## Task directions:
For any picture in the lines below, please leave it out and copy the rest exactly.

## Task material:
# # #

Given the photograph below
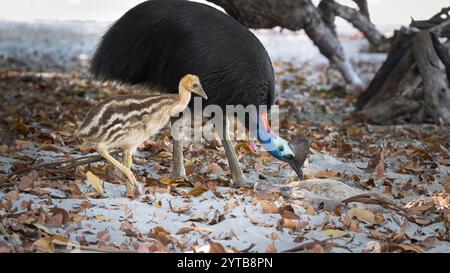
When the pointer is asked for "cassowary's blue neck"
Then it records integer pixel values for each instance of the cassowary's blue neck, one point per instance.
(275, 145)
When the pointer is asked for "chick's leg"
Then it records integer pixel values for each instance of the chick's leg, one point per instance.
(178, 171)
(132, 182)
(127, 158)
(128, 162)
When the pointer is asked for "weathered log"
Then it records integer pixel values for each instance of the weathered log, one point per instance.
(437, 93)
(395, 96)
(363, 7)
(292, 15)
(360, 22)
(439, 23)
(328, 15)
(443, 53)
(399, 47)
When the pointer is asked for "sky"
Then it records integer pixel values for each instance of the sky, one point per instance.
(384, 12)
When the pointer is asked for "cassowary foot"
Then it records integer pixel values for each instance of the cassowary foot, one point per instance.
(134, 188)
(241, 182)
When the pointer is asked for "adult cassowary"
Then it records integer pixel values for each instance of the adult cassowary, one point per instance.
(158, 42)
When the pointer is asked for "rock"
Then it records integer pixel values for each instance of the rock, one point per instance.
(326, 193)
(321, 162)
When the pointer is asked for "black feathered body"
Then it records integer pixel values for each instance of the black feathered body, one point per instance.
(158, 42)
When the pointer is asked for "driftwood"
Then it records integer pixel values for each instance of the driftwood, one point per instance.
(437, 97)
(358, 19)
(293, 15)
(413, 83)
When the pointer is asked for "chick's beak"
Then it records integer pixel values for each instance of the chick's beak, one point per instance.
(199, 91)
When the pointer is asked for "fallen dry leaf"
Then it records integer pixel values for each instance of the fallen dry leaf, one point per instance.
(268, 207)
(335, 233)
(192, 228)
(95, 182)
(215, 247)
(198, 190)
(365, 216)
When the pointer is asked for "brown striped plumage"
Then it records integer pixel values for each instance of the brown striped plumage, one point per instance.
(126, 121)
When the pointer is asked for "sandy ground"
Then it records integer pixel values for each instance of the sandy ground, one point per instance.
(170, 219)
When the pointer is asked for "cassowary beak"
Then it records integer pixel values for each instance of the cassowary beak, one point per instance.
(300, 145)
(199, 91)
(297, 169)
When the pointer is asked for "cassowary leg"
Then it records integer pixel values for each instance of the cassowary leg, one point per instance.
(178, 171)
(236, 171)
(133, 187)
(127, 158)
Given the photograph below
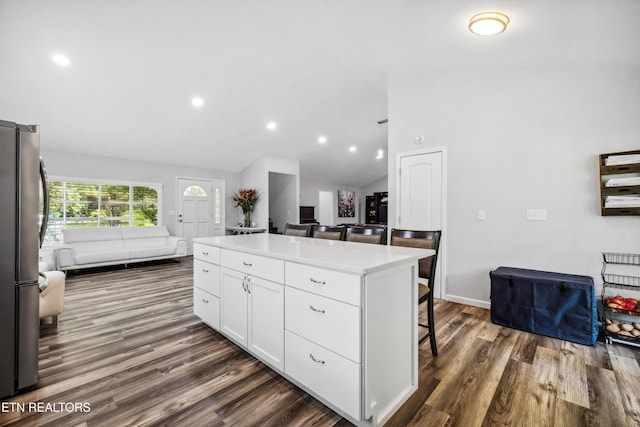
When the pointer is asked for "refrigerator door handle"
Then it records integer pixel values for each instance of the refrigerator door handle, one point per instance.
(45, 201)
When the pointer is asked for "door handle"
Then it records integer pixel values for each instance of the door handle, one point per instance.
(317, 310)
(315, 360)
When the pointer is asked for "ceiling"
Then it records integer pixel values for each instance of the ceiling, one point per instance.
(313, 67)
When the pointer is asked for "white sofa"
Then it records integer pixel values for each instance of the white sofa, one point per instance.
(95, 247)
(52, 296)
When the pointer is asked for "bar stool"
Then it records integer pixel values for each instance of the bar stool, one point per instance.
(426, 271)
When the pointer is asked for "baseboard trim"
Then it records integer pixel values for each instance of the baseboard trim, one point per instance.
(468, 301)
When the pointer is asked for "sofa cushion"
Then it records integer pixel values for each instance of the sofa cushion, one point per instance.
(152, 251)
(96, 256)
(147, 242)
(144, 232)
(77, 235)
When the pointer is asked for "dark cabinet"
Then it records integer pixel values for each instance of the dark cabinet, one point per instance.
(307, 215)
(376, 212)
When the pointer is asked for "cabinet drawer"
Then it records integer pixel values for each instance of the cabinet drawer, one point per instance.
(206, 276)
(206, 253)
(206, 307)
(331, 376)
(330, 323)
(333, 284)
(259, 266)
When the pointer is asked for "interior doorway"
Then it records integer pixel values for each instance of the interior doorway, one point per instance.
(200, 208)
(421, 181)
(283, 203)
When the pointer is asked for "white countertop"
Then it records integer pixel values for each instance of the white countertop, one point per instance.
(351, 257)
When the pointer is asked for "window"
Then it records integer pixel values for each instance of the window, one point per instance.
(195, 191)
(76, 203)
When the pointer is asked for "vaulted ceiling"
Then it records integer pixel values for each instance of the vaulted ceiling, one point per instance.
(315, 68)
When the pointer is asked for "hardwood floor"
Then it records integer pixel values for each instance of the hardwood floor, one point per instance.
(129, 348)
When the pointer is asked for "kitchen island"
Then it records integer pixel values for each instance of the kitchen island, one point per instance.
(338, 319)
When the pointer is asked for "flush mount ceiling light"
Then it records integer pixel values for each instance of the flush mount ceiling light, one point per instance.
(488, 23)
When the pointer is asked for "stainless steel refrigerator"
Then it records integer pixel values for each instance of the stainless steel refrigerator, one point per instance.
(20, 180)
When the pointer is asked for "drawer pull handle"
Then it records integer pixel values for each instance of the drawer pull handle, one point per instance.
(317, 310)
(315, 360)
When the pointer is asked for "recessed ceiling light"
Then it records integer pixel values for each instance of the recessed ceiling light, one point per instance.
(488, 23)
(61, 60)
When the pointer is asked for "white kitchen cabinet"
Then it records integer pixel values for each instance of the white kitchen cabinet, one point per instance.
(234, 306)
(253, 315)
(206, 285)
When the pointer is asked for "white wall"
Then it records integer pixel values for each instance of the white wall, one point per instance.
(520, 139)
(256, 175)
(310, 193)
(84, 166)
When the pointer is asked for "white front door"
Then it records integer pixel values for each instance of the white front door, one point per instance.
(200, 209)
(420, 198)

# # #

## Task output:
Given the photograph below
When the pointer is asked for "cassowary's blue neck"
Then it records integer pixel values for each instance of the cassowary's blue neck, one point per instance.
(275, 145)
When the pointer is asked for "chick's leg"
Then it records integer pixel values for each instance of the chick's leg, one point per instance.
(178, 171)
(132, 182)
(127, 158)
(128, 162)
When the pointer is asked for "weathered log"
Then it records integer pixel values for each instance of the weathered log, one point per instance.
(437, 93)
(395, 96)
(363, 7)
(292, 15)
(360, 22)
(439, 23)
(328, 15)
(443, 53)
(399, 47)
When the pointer is asked for "sky"
Then it records integer pixel values for each instance of the sky, one point per instance.
(384, 12)
When the pointer is asked for "cassowary foot"
Then it records integer pixel values for each instance of the cassowary foot, one point per instance.
(134, 188)
(241, 182)
When the pointer is asked for "adult cassowary"
Then it records integer pixel values for each instance of the adult cassowary, one point per instance.
(158, 42)
When the pointer is asked for "rock"
Then it records integer pixel values for each instance of the rock, one point per instance.
(326, 193)
(321, 162)
When the pointer is asked for "black feathered body"
Then it records integer pixel values for each instance of the black feathered body, one point per instance.
(158, 42)
When the pointer is asked for "driftwood"
Then it records integer pixel values for each instance of the driftwood, one point per instance.
(437, 97)
(358, 19)
(293, 15)
(413, 83)
When the pointer is asked for "chick's beak"
Then it records integer pixel values for each instance of the chick's beak, one point per instance.
(199, 91)
When the pointer is asked for "fallen dry leaf"
Then it records integer pixel values for each instance of the fallen dry leaf, one point per instance.
(268, 207)
(335, 233)
(192, 228)
(95, 182)
(215, 247)
(198, 190)
(365, 216)
When the pointer is asked for "brown striped plumage"
Then it records integer pixel values for each instance of the brown striped plumage, one point per instance.
(126, 121)
When the pointer is asked for "sandy ground"
Then it records integer pixel values for each instance of the sandy ground, one point per instance.
(170, 219)
When the pointer is asked for "cassowary beak"
Then it records integer pixel values for each instance of the cassowary beak, one point per instance.
(300, 145)
(199, 91)
(297, 169)
When the pointer is asked for "cassowary leg"
Then it records integer pixel values for each instance of the cassowary leg, one point per instance.
(178, 171)
(236, 171)
(133, 187)
(127, 158)
Given the photograph below
When the pointer is asked for "refrigerator door handle"
Then it records integer pixel values for each instance of the refrigerator door handle, one point per instance.
(45, 201)
When the pointer is asked for "door handle"
Then it records integer pixel values for each instance of the door handle, one point per instance.
(317, 310)
(315, 360)
When the pointer is asked for "ceiling"
Then it records integer pixel values for each instance of the ceiling, one point per instance.
(313, 67)
When the pointer is asked for "white sofa"
Then it records integer pixel values for each instance of the white sofa, one point per instance.
(95, 247)
(52, 296)
When the pointer is asked for "bar stool"
Then it records integer pixel values for each instance of the bar stool, one point per instance.
(426, 271)
When the pointer is asked for "baseboard trim"
Then it records integer pixel values for each instance of the baseboard trim, one point per instance.
(468, 301)
When the pointer is asked for "sofa cushion"
Then it records integer pixel values for each instance of the sofa cushion, one point per instance.
(152, 251)
(96, 256)
(147, 242)
(144, 232)
(77, 235)
When the pointer is asked for "dark cabinet"
Then it records integer pixel values for each instance of the dark cabinet, one point per instance.
(307, 215)
(376, 212)
When the pointer is asked for "cabinet drawer"
Then it records integer pixel values for each instance of the cabinet drawer, one point per instance.
(206, 276)
(206, 253)
(206, 307)
(331, 376)
(330, 323)
(333, 284)
(259, 266)
When the pointer is asked for "interior doorway"
Then it records integer pixel values for each instance of the interior doorway, one point per instance.
(200, 208)
(421, 181)
(283, 203)
When the pointer is asked for "white countertop"
Then it records integer pixel values for each instance of the white countertop, one point per instance.
(351, 257)
When the pointer is asked for "window"
Then it records integer pixel values for each instance of the window, one point per instance.
(195, 191)
(76, 203)
When the pointer is asked for "vaulted ceiling"
Then it records integer pixel values for each instance of the vaulted ceiling, one point per instance.
(315, 68)
When the pointer is asked for "hardwood floor"
Then it records integer pixel values for each instance of the hardwood floor, one point per instance.
(129, 348)
When the pointer is asked for "kitchen island"
Then it records integer pixel values for each instance of the kitchen island, one point per instance.
(338, 319)
When the pointer is asked for "flush mount ceiling light"
Then it records integer pixel values for each instance of the flush mount ceiling light, one point per instance.
(488, 23)
When the pointer is asked for "stainless steel refrigerator"
Then it records integer pixel values for each instance of the stainless steel refrigerator, one point per instance.
(20, 180)
When the pointer is asked for "drawer pull handle"
Then it records integer pixel values for each instance of the drawer pull handle, one point per instance.
(317, 310)
(315, 360)
When the pointer is asked for "recessed ceiling light"
Then it records integer pixel values for each instance of the recessed ceiling light, one point per instance.
(488, 23)
(61, 60)
When the pointer is asked for "white kitchen cabinet"
Then it records integer pixel values for each instance of the white kitchen cabinet, one point per instance.
(234, 306)
(253, 315)
(206, 285)
When the pointer is asked for "white wall"
Then it records integer pixel values for each instance of the white wall, one point per instance.
(520, 139)
(256, 175)
(310, 193)
(84, 166)
When the pointer is asked for "white front door"
Then it records integer pixel values for each instance of the white front door, one point per instance.
(200, 209)
(420, 198)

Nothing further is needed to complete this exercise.